Coordinate annotation records:
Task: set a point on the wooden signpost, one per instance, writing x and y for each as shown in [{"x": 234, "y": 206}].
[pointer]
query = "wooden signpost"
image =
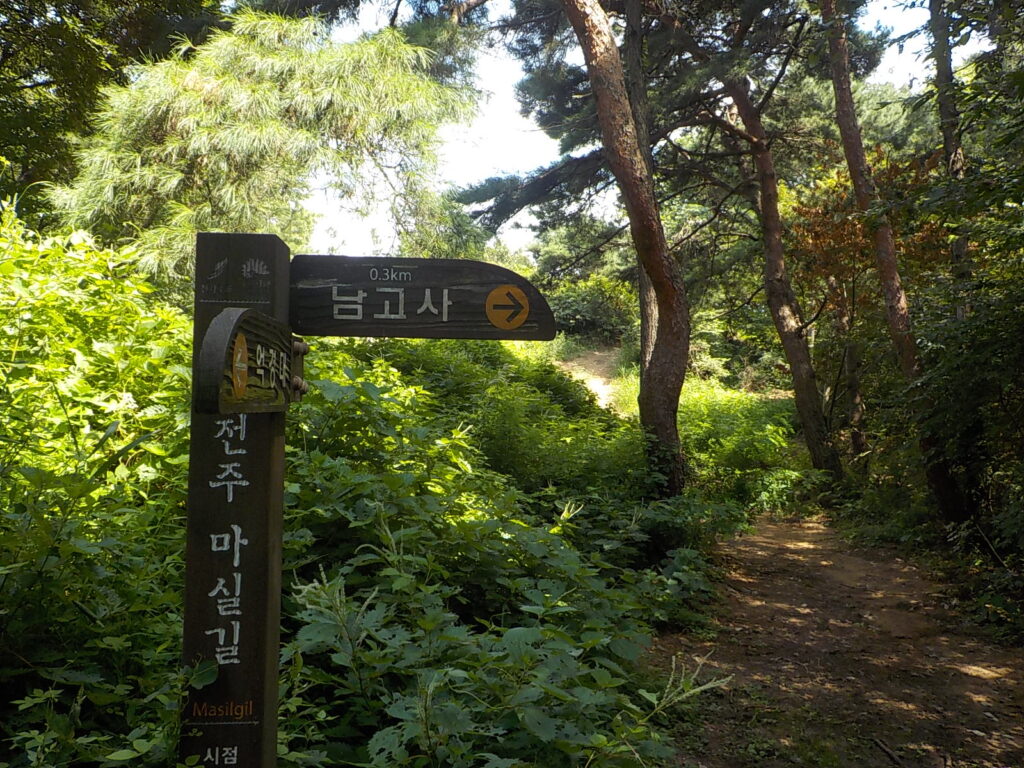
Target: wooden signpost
[{"x": 246, "y": 371}]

GIVEN TASK: Convert all of the data above into a numbered list, skipping any blank lines. Leave the picture out of your answer.

OUTPUT:
1. Task: set a point on the wooden signpost, one per instance, writing x and y for each as shown in [{"x": 234, "y": 206}].
2. [pointer]
3. query = "wooden signpost"
4. image =
5. Target: wooden signpost
6. [{"x": 246, "y": 371}]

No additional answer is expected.